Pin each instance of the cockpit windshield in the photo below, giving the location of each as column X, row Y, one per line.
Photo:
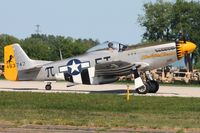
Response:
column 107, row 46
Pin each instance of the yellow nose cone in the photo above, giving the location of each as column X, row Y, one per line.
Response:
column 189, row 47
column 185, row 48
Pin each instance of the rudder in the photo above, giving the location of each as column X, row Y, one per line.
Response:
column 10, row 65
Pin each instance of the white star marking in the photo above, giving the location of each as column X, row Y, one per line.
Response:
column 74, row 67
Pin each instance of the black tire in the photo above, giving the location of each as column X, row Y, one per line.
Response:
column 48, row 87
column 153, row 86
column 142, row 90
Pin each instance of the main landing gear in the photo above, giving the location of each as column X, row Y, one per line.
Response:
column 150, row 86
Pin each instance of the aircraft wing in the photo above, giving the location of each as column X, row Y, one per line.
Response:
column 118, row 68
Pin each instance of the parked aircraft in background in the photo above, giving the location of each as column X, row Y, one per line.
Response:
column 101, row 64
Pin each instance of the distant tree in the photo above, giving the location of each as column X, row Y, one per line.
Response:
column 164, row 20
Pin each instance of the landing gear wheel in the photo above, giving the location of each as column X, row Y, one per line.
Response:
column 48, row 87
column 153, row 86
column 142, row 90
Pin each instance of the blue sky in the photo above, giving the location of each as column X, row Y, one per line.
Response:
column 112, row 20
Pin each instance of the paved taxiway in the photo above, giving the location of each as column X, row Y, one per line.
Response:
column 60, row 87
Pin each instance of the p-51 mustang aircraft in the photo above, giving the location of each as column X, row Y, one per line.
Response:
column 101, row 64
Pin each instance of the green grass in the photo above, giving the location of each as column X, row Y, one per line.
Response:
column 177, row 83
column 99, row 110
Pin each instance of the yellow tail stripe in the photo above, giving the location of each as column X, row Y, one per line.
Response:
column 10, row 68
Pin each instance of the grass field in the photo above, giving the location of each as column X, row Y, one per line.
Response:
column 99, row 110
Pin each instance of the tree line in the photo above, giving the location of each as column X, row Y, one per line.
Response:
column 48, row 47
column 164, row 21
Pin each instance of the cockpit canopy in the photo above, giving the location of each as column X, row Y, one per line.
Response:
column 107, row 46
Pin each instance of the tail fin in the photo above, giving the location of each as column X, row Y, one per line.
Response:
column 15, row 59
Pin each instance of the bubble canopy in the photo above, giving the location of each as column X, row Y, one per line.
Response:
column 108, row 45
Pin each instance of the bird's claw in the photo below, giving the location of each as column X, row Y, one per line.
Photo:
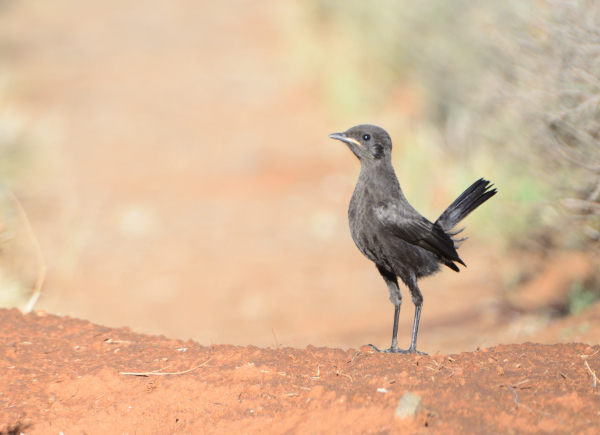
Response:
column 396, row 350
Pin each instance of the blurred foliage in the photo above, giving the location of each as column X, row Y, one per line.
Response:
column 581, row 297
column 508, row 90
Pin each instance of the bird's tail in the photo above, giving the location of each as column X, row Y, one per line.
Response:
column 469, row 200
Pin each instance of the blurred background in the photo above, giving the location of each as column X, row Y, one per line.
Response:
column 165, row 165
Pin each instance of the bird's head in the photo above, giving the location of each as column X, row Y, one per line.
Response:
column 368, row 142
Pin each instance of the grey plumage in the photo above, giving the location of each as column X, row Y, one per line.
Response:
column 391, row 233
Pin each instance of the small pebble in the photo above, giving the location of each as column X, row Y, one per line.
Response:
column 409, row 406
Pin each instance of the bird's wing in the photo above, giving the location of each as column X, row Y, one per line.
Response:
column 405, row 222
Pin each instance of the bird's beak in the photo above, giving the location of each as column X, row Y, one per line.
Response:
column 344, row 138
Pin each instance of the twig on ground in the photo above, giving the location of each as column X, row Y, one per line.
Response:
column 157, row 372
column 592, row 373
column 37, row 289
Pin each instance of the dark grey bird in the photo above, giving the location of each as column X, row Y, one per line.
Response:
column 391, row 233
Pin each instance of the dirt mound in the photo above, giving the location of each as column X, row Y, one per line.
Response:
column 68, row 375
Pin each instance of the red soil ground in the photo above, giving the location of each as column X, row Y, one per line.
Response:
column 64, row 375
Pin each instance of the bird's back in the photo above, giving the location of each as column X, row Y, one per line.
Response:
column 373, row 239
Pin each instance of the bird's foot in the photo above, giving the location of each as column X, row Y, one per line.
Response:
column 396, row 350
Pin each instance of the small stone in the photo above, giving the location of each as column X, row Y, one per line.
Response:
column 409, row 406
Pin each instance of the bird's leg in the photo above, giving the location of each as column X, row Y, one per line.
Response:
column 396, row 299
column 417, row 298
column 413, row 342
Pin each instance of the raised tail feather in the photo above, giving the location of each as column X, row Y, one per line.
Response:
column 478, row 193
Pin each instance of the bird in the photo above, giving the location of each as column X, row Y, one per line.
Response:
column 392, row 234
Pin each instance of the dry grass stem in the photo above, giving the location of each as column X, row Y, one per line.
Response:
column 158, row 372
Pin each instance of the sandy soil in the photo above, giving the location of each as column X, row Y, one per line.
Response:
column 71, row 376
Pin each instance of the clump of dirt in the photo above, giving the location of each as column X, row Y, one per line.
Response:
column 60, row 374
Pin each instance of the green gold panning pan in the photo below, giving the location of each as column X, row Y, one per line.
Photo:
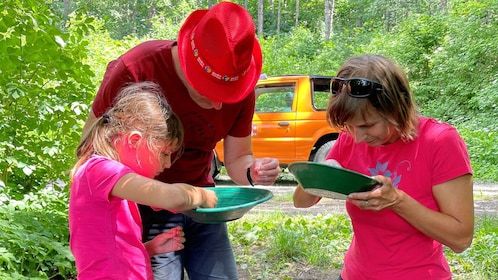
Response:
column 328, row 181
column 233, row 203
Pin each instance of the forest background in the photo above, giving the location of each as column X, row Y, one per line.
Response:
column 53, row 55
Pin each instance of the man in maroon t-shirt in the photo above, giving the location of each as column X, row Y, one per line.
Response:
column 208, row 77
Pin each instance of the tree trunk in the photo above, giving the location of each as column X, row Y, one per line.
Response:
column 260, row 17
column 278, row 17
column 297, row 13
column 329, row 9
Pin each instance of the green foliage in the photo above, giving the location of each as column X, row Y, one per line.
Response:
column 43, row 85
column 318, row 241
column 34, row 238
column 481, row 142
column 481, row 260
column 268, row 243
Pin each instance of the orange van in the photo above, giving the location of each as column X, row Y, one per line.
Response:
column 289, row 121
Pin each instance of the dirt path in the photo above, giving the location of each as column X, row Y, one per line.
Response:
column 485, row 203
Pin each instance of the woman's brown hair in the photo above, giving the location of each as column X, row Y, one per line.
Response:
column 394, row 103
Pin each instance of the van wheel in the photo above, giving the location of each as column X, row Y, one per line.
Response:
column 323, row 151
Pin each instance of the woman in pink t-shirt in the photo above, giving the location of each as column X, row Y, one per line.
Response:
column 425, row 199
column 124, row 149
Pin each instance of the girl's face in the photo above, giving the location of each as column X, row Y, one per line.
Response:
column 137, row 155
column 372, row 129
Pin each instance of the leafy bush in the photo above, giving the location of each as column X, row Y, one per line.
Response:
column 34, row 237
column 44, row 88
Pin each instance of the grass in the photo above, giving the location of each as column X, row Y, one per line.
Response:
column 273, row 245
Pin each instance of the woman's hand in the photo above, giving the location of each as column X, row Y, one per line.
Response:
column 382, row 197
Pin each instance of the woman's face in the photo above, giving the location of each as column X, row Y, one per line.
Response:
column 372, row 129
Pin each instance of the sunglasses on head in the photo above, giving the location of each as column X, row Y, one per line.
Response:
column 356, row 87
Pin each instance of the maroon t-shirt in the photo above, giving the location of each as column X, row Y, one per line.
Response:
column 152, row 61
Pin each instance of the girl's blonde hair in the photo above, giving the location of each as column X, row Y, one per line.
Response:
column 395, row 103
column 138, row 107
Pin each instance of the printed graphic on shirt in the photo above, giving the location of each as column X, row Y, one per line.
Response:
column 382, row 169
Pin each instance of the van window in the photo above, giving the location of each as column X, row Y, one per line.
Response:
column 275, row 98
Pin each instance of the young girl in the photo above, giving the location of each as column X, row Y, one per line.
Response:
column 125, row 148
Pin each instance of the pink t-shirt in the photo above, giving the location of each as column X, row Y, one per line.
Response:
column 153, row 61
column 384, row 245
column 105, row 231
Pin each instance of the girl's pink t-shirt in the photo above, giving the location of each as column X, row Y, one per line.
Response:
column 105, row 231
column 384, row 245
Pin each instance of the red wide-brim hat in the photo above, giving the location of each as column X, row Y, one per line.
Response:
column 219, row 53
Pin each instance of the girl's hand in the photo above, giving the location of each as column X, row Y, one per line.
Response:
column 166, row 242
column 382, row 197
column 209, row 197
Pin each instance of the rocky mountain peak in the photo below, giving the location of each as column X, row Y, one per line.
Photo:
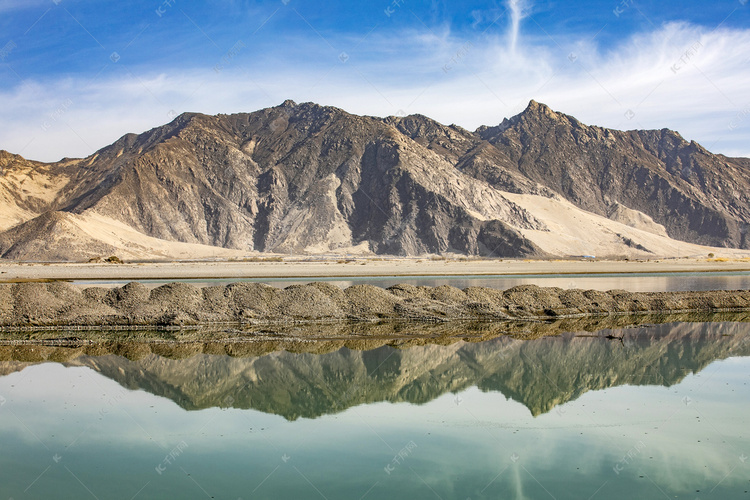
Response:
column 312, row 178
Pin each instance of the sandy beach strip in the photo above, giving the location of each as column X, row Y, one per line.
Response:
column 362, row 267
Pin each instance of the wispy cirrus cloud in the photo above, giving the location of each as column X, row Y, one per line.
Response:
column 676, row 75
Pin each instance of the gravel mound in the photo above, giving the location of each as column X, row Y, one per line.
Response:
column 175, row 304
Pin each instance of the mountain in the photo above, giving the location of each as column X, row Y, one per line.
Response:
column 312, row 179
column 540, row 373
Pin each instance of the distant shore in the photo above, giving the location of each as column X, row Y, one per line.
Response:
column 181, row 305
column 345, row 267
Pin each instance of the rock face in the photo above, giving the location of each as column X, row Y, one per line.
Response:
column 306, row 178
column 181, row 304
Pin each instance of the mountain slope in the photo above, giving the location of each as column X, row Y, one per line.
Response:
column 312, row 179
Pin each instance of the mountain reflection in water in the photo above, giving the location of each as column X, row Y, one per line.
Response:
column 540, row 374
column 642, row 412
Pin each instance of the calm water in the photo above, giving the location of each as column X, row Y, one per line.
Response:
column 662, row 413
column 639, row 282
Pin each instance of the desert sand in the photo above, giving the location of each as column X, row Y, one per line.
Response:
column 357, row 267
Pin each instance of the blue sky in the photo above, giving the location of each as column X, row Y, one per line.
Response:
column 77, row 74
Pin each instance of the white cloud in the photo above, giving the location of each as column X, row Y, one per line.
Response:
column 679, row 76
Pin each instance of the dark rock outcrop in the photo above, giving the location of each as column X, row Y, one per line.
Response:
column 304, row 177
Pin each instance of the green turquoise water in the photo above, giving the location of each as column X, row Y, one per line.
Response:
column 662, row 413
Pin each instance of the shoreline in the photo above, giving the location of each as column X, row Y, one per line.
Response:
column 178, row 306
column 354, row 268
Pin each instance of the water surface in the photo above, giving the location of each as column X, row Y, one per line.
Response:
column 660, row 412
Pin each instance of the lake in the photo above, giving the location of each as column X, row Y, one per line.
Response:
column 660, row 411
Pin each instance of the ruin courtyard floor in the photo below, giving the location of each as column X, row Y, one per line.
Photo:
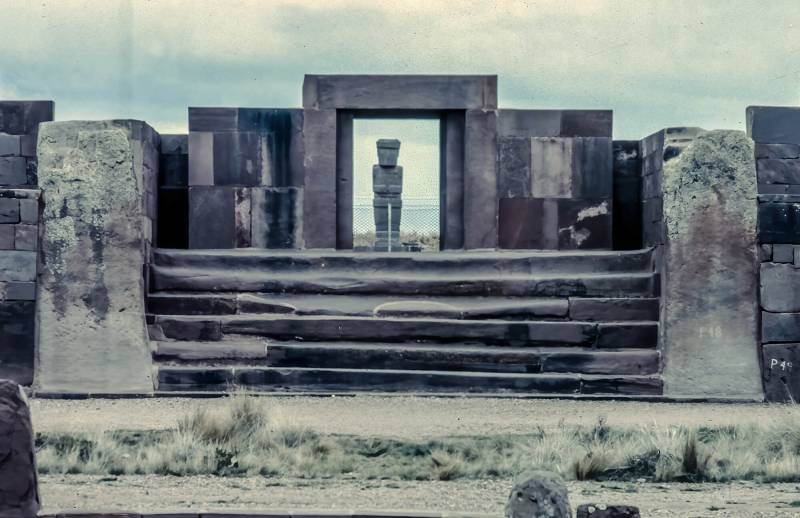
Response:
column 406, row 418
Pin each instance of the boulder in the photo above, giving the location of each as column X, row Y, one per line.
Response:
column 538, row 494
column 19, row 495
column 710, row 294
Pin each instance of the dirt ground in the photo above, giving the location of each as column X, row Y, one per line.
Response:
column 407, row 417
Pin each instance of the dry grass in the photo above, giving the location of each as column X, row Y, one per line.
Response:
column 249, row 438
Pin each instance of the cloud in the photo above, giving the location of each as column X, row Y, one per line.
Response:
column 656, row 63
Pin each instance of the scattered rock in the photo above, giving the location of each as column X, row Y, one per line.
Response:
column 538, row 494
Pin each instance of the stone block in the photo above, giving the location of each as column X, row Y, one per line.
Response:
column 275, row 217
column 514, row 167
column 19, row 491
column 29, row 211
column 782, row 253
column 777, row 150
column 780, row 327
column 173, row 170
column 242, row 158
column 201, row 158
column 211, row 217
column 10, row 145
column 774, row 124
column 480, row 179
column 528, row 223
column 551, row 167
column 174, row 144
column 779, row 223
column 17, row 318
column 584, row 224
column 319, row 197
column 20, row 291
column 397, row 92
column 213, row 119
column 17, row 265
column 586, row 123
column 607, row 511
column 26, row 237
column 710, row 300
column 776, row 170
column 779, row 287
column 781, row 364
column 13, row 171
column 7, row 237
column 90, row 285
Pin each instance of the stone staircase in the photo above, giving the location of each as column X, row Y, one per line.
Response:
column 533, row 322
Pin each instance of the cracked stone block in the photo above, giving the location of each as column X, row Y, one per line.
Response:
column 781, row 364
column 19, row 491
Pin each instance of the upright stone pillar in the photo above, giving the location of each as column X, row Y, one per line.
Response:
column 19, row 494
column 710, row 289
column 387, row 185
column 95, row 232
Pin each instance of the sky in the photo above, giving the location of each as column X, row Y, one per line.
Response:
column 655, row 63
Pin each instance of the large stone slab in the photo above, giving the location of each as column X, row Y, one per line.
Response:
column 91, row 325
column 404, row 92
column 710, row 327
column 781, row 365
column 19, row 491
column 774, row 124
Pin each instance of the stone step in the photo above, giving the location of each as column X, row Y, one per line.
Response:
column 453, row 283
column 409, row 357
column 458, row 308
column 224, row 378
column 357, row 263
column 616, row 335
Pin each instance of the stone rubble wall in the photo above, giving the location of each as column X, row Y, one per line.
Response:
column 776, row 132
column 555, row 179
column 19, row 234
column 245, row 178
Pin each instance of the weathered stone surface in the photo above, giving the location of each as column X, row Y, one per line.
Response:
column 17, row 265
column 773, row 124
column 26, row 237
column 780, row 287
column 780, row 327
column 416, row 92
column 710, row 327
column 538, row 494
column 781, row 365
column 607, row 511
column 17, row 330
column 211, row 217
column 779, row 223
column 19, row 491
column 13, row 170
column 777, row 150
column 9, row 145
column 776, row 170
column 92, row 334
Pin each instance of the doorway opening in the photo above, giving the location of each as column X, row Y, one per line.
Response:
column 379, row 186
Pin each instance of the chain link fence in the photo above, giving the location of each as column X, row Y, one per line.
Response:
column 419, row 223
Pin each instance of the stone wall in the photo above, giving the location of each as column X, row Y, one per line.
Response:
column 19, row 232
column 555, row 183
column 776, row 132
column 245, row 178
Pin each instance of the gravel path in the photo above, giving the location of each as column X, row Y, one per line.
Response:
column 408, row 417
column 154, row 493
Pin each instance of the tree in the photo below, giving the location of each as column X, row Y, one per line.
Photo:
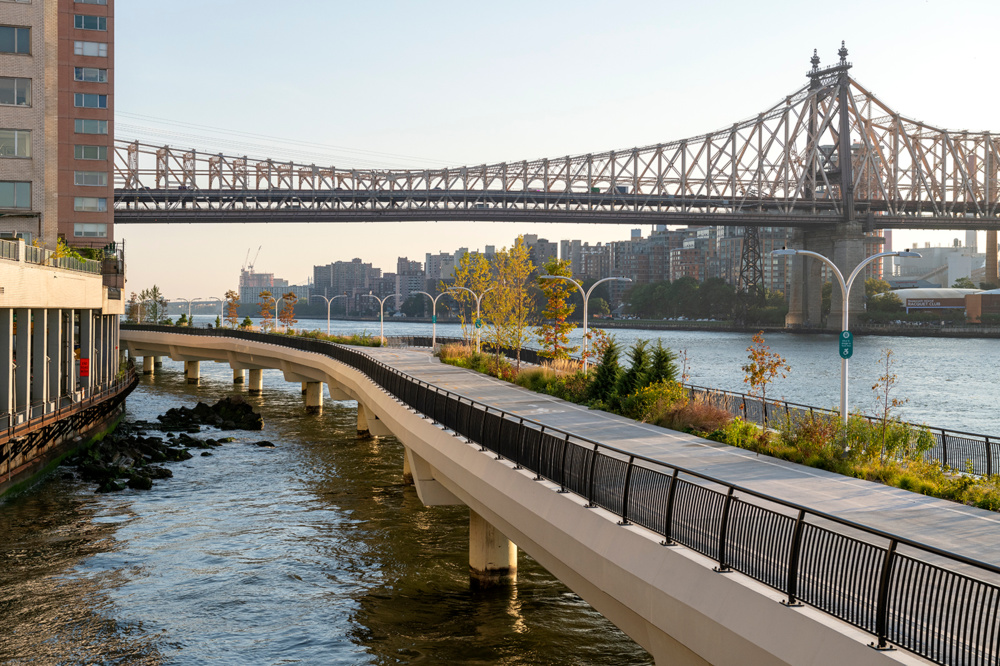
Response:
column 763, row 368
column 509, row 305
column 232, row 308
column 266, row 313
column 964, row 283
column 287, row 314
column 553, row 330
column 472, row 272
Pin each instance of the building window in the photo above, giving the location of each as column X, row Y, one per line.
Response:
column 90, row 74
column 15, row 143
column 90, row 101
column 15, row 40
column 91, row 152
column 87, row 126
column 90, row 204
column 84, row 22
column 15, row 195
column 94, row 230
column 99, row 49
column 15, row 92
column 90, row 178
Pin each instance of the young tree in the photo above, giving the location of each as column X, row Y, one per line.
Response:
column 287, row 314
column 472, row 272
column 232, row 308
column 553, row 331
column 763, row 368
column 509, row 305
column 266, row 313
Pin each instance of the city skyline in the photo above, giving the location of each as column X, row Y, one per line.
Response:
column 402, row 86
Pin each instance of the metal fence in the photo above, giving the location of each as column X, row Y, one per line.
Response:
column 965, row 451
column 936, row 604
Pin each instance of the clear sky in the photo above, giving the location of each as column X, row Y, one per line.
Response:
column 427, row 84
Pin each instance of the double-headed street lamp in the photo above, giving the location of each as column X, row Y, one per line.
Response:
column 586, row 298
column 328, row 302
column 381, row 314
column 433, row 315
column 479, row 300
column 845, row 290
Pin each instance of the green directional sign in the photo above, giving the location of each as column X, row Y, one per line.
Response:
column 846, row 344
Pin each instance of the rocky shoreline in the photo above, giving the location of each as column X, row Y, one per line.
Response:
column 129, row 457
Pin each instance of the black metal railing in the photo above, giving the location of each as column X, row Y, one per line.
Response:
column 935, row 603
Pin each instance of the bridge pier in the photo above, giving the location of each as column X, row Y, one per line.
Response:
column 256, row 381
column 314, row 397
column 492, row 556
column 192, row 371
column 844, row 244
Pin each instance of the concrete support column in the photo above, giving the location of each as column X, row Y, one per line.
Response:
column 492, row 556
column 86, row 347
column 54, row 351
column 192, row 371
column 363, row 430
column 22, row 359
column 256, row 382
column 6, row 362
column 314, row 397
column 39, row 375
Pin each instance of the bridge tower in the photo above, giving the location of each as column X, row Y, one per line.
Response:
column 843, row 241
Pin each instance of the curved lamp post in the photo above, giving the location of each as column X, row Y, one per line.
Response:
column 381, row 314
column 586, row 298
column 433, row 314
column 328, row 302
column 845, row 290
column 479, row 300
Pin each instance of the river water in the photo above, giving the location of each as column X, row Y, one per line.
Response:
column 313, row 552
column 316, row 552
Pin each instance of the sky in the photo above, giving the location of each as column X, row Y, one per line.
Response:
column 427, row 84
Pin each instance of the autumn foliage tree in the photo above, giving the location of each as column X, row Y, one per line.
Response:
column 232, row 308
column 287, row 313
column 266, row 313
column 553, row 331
◆ ◆ ◆ ◆ ◆
• Given request:
Format everything from the start of the items down to the line containing "column 164, row 20" as a two-column CSV headed instruction and response, with one row for each item holding its text and its answer, each in a single quoted field and with line breaks replaced by spaces. Leave the pictures out.

• Full response:
instruction,response
"Pin each instance of the cockpit windshield in the photo below, giving the location of each as column X, row Y, one per line. Photo: Response:","column 107, row 46"
"Pin each instance of the yellow nose cone in the photo above, giving the location of each as column X, row Y, one per line. Response:","column 189, row 47 column 185, row 48"
"Pin each instance of the rudder in the photo above, giving the location of each as column X, row Y, one per line. Response:","column 10, row 65"
"Pin each instance of the white star marking in the photo above, giving the location of each as column X, row Y, one per line. Response:","column 74, row 67"
"Pin each instance of the black tire in the photo above, giving the location of each as column X, row Y, one per line. Response:","column 48, row 87 column 153, row 86 column 142, row 90"
"Pin each instance of the main landing gear in the photo above, giving the location of each as column X, row Y, one per line. Response:","column 150, row 86"
"Pin each instance of the aircraft wing in the photo above, giving the location of each as column X, row Y, one per line. Response:","column 118, row 68"
"Pin each instance of the parked aircraft in background in the photo above, giving the location of each as column X, row Y, one per line. Response:","column 101, row 64"
"Pin each instance of the distant tree in the photo above, giving the location of each as column X, row Y, one per line. Response:","column 164, row 20"